» **EXERCISE INSTRUCTIONS**: Can you output every line of the rows below exactly as it appears, leaving the pictures out?

───── DATA SHOWN ─────

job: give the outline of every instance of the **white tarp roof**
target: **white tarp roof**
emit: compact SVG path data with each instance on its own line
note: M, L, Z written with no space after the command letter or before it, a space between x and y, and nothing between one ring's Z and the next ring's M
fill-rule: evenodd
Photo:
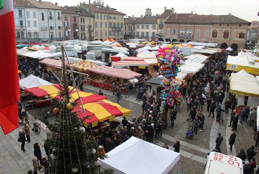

─────

» **COMPLETE ANSWER**:
job: give the outline of every instance of the **white tarp roof**
target: **white tarp roof**
emit: compact SVG path data with each instance on its own line
note: M, L, Z written with no space after the command letter or before it, a space between x and y, and nothing between one ring's Z and the next ring's M
fill-rule: evenodd
Photo:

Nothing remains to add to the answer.